**TASK TO COMPLETE:**
One number, and no other words, should make up the answer: how many lines of the listing contain the string "vertical".

**DATA SECTION:**
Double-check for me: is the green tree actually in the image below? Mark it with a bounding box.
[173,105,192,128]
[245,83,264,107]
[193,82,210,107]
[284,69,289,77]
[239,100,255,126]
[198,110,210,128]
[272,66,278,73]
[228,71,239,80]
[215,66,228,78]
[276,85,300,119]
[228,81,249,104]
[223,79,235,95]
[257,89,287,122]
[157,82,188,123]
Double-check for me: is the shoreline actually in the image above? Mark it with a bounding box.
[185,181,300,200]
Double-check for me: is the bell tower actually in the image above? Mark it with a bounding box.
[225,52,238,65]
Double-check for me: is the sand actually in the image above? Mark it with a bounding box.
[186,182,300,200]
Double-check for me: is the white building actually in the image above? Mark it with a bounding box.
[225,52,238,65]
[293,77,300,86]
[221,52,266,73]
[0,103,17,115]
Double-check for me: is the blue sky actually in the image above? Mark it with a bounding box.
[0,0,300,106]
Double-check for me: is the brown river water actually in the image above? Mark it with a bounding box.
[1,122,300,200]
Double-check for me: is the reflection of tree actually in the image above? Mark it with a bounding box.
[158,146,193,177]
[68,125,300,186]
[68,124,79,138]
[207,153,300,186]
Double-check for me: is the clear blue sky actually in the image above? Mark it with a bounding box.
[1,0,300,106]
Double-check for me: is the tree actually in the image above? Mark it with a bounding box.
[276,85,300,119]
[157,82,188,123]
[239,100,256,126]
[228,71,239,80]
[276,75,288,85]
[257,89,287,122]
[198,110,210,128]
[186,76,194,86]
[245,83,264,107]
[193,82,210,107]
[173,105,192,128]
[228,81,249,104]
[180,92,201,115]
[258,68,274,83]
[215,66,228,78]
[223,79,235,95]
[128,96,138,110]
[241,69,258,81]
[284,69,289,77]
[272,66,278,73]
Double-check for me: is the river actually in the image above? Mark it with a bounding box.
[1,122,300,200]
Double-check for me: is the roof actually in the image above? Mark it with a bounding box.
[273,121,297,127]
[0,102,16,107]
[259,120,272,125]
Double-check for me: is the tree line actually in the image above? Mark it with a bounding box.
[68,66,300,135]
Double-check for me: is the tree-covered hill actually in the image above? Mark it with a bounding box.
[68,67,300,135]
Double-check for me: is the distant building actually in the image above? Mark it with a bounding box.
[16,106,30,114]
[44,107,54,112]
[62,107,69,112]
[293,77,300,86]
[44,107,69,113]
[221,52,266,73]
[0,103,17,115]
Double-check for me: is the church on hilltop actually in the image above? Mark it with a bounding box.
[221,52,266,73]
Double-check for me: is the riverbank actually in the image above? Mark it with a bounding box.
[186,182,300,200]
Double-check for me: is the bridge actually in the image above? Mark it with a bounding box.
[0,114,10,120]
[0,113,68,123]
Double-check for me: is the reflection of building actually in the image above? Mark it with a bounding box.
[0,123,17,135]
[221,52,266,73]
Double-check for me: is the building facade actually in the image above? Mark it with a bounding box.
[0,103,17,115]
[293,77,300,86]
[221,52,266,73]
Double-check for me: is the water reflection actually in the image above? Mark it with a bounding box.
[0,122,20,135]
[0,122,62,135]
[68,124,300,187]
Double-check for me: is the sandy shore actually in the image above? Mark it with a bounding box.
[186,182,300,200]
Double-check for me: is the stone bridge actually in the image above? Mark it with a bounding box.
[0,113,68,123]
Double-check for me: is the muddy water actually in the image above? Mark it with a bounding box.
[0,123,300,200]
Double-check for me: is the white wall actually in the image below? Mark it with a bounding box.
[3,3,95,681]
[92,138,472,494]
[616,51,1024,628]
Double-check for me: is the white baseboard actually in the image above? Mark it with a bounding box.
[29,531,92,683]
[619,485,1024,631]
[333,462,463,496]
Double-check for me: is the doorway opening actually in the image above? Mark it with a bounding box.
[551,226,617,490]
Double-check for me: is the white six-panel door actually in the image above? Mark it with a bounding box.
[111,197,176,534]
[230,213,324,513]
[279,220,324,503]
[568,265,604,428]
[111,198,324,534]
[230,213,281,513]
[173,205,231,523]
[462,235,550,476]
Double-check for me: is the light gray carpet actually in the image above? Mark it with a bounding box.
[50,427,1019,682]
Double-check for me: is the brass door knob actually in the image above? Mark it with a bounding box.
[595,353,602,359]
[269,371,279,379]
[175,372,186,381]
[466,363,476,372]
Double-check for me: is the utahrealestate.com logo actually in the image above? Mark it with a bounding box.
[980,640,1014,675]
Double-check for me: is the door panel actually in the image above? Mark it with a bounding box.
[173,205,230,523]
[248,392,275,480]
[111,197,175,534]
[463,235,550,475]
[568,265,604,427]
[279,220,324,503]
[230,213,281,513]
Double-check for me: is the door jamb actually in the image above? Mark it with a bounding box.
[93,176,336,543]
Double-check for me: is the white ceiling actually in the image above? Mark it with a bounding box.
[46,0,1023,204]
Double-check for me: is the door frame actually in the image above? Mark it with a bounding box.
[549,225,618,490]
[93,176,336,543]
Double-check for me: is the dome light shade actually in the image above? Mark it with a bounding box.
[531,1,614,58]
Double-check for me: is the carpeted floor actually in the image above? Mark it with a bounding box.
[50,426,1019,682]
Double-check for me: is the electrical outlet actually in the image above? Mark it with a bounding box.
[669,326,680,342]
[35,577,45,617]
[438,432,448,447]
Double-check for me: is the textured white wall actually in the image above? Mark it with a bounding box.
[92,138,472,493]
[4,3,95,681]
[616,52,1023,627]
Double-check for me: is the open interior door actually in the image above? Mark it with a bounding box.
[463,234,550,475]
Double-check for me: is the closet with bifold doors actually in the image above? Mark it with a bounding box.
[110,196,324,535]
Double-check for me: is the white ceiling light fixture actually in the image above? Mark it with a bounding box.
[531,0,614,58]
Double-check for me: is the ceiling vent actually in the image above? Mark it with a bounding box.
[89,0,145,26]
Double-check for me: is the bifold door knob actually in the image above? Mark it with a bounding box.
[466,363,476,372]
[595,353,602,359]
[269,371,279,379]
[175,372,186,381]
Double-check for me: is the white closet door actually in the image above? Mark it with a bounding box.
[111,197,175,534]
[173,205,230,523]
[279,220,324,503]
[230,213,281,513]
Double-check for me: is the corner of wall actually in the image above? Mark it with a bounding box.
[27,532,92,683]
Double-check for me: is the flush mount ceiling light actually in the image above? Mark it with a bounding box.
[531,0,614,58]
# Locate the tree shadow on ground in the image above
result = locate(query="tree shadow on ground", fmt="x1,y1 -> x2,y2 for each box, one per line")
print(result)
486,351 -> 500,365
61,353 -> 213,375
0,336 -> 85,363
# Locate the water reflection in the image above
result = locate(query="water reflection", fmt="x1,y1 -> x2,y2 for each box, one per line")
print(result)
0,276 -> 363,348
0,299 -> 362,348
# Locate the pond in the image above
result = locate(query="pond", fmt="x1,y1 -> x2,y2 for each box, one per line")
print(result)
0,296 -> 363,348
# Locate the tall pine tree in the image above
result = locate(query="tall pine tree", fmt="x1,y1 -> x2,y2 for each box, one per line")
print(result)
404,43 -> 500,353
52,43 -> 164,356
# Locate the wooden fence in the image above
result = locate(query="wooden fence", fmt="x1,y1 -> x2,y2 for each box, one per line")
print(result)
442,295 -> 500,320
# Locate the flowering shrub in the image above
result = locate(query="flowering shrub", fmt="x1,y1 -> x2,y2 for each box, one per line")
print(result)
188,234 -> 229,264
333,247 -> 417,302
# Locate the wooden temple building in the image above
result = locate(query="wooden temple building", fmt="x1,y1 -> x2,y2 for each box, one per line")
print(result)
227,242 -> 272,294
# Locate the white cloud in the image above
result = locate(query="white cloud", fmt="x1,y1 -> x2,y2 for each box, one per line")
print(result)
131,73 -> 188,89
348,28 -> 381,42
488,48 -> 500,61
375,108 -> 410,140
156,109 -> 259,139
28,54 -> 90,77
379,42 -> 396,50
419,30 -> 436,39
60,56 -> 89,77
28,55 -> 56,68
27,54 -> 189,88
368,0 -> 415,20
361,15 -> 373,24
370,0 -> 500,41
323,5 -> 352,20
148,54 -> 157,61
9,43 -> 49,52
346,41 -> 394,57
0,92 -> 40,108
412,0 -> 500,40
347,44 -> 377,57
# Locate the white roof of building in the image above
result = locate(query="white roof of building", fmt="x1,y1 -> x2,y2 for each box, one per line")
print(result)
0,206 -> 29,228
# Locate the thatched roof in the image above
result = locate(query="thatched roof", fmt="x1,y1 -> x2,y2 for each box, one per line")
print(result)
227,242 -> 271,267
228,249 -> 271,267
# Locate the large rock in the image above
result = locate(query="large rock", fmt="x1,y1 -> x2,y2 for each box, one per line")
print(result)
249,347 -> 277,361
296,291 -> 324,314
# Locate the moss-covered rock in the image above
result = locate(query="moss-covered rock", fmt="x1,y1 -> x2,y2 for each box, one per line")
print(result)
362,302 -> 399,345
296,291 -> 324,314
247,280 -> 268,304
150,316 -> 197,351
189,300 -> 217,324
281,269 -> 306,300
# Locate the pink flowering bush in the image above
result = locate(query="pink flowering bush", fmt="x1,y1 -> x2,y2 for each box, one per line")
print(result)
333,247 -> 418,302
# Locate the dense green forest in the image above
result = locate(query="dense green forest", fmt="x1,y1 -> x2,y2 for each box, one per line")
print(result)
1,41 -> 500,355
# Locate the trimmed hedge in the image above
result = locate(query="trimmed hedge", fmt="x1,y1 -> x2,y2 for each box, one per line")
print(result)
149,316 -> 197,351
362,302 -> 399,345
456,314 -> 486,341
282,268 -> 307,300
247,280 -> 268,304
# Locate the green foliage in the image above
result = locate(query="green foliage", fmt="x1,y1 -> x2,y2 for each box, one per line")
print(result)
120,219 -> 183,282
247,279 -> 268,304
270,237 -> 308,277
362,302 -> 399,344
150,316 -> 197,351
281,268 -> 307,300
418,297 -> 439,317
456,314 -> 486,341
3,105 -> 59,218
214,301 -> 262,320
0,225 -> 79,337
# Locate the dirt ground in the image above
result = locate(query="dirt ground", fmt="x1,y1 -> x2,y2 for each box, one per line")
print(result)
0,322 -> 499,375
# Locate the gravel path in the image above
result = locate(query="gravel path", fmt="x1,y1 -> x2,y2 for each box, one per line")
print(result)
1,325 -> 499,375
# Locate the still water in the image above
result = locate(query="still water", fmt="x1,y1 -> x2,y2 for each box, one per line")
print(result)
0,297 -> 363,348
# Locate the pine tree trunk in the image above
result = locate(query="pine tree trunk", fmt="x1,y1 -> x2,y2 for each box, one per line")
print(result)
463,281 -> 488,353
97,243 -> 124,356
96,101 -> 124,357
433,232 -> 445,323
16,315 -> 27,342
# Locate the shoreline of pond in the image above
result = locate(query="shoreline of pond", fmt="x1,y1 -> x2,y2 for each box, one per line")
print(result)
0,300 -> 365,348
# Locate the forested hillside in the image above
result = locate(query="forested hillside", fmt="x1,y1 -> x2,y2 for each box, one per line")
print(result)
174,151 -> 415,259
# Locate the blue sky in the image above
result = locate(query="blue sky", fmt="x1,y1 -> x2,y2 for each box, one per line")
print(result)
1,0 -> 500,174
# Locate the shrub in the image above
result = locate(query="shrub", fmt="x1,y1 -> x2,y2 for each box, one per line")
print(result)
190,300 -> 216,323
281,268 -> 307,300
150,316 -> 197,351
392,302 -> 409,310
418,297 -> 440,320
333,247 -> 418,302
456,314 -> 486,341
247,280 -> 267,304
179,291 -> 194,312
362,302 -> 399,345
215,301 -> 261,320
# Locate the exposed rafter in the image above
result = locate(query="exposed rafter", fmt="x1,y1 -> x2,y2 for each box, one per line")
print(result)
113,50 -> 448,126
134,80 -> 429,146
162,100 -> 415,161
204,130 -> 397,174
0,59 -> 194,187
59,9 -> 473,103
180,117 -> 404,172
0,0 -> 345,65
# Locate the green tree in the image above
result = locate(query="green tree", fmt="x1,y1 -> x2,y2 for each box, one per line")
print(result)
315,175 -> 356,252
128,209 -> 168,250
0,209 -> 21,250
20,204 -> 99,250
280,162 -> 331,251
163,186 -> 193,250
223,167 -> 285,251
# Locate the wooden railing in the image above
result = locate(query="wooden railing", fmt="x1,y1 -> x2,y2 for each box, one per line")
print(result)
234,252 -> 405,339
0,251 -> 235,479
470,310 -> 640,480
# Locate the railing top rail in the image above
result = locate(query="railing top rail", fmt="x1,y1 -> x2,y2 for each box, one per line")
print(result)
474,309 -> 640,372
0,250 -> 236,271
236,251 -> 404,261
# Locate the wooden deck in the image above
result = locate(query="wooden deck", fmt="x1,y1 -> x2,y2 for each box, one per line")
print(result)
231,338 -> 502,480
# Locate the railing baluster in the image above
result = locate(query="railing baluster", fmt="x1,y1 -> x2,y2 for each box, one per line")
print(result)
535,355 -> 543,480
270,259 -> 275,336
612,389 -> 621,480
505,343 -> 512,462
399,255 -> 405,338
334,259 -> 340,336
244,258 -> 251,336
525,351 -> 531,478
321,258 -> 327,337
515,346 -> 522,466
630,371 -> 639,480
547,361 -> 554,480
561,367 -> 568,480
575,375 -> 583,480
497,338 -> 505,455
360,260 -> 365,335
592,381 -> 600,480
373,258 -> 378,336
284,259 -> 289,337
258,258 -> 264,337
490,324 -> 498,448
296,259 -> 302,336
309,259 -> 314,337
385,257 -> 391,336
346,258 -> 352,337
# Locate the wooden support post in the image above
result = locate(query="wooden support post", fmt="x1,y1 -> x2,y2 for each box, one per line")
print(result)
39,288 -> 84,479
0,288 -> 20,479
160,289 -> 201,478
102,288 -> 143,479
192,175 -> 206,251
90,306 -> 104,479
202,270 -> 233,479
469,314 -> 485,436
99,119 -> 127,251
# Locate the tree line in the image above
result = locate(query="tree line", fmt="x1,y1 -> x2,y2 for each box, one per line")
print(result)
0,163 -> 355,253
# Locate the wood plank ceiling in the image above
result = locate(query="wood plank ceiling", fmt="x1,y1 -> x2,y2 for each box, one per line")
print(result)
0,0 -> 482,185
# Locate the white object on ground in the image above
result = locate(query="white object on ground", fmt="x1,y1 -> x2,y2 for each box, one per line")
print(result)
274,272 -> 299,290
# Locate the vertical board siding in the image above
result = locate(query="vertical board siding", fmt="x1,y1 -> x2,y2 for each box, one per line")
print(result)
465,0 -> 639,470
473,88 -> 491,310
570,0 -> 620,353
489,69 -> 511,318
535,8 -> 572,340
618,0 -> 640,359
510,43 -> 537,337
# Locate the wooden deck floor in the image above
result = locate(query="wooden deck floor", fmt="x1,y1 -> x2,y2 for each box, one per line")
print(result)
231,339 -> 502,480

**WRITTEN ANSWER:**
2